**WRITTEN TASK:** Rewrite the data below, starting at the line that contains "label the cart wheel, a point per instance." and ending at the end of the data. Replace "cord" with "rope" and change nothing else.

**MATERIAL PROVIDED:**

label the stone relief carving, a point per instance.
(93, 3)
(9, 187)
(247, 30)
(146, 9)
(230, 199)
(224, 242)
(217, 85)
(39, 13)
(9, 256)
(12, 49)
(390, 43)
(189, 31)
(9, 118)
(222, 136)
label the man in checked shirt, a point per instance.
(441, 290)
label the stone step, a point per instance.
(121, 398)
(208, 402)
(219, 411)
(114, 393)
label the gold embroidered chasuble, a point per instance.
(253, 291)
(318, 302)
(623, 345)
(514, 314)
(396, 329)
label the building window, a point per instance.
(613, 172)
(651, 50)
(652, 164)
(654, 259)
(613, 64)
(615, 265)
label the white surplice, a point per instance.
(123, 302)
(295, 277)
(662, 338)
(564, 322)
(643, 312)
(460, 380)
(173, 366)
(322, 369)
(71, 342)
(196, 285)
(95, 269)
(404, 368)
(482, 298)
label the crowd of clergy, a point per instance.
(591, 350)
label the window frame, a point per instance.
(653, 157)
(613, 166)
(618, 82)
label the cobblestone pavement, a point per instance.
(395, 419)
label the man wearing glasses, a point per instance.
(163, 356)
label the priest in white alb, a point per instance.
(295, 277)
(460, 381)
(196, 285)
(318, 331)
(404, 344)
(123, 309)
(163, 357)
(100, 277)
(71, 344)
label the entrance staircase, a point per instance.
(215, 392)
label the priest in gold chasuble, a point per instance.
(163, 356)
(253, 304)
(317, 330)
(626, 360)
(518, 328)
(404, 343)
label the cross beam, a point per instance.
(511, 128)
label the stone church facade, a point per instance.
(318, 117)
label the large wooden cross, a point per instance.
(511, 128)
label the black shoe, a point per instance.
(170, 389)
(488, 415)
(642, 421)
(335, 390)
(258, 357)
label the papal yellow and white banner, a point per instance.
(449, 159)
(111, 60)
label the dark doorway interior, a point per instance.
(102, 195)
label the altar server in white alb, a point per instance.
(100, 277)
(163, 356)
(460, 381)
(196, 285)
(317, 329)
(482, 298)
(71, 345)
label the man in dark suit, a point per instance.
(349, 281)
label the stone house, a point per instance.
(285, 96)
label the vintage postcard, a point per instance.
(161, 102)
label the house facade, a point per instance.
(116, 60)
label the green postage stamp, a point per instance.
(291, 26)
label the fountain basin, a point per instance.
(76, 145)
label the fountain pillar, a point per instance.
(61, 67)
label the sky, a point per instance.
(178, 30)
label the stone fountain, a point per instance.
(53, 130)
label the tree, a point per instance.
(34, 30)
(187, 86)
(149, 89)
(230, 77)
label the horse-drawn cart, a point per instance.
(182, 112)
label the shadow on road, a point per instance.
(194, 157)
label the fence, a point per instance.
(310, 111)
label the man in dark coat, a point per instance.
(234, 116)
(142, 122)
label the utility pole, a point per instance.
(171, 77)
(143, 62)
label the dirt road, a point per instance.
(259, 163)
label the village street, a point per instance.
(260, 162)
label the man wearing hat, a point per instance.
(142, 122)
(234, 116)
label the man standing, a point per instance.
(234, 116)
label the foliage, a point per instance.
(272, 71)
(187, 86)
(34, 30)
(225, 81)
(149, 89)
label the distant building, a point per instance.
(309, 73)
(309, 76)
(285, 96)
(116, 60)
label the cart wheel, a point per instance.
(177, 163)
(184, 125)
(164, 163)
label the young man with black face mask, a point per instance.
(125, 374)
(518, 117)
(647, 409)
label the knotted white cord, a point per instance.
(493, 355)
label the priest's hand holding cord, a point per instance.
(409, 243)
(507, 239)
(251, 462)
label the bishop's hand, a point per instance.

**TASK RESULT:**
label the cart wheel, a point per instance.
(177, 163)
(184, 125)
(164, 163)
label the young man with black face mask, a point per instance.
(125, 374)
(518, 117)
(647, 409)
label the knotted white rope, a point per instance.
(493, 355)
label the priest's hand holding rope, a point per instance.
(409, 243)
(507, 239)
(251, 462)
label the bishop's hand, a point per instance.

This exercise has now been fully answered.